Passage
........

Jan Matthews has worked for hotels, contract caterers, the BBC, the military, the education sector and also managed a team of 22,000 as head of catering at the 2012 London Olympics. After a three-year break from hospitality, she joined corporate hospitality supplier Smart Group as chief operating officer in October 2018. Chris Gamm discovers her plans
Tell us about Smart Group
Smart has three divisions. Smart Hospitality runs events venue Battersea Evolution, which seats 2,300 for dinner, as well as lots of sports hospitality, including Ascot, Twickenham and Wimbledon. Second, Moving Venue is a listed caterer for London venues like the Tower of London and Guildhall, and third is Smart Live, our production company.
The business has grown significantly in the past few years, with 15% growth last year and the same forecast for this year.
What’s driving this growth?
We’re winning more tenders and we have a lot of repeat business. We’ve taken on two new events venues this year – Illuminate at the Science Museum and Magazine on the Greenwich Peninsula.
Next year, we’re bringing the biggest boat London will have ever seen over from Amsterdam. It will be moored at Swan Lane near London Bridge and we’ll take it up and down the Thames. It will sit 600 for dinner and 1,500 for a reception.
Did you have as much fun at the London Olympics as the rest of us?
I was making calls from 5.45am until midnight, so I was working hard, but it was the best experience of my career. I was used to having three weeks to mobilise a contract that lasted three years; this was three years to mobilise something that would last 17 days.
I was responsible for the food and beverage across all of the games. Everything from the bus drivers to the athletes’ village and the venues. Plus, we ensured that all the cleaning was done and all the waste tidied up afterwards. We served 17 million meals in just under three weeks.

........

Available data
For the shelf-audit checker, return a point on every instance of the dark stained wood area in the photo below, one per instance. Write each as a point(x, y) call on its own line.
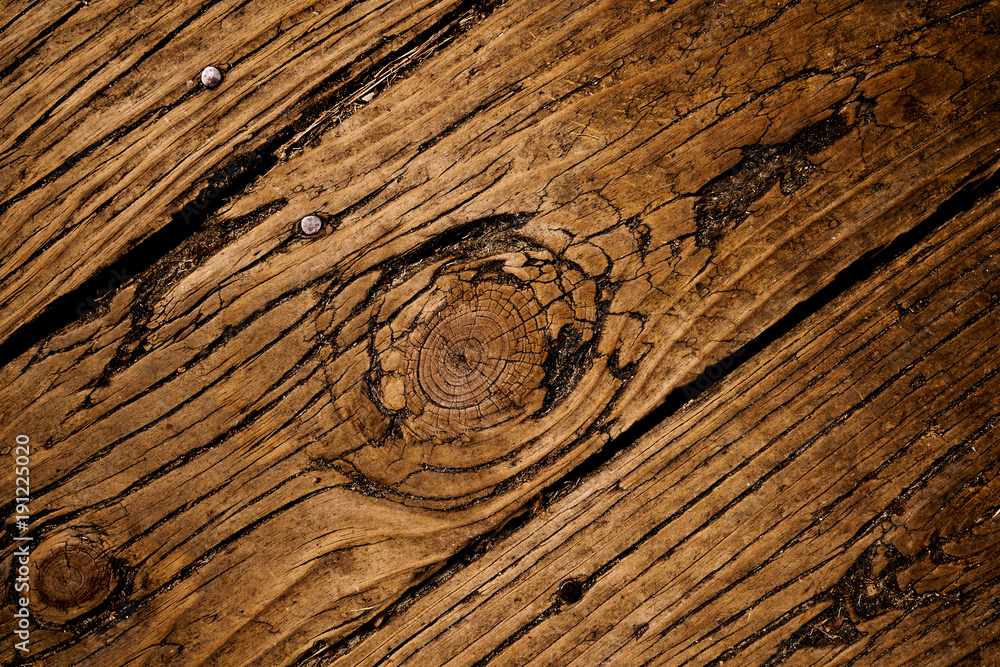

........

Tasks
**a)** In the interview, edit the text from "I was making" up to and including "last 17 days." so that "career" becomes "working life".
**b)** According to the interview, what is driving Smart Group's growth?
The material comes from a separate source.

Task-by-task solutions
**a)**
I was making calls from 5.45am until midnight, so I was working hard, but it was the best experience of my working life. I was used to having three weeks to mobilise a contract that lasted three years; this was three years to mobilise something that would last 17 days.

**b)** Smart Group is winning more tenders and has a lot of repeat business. It has also taken on two new events venues this year: Illuminate at the Science Museum and Magazine on the Greenwich Peninsula.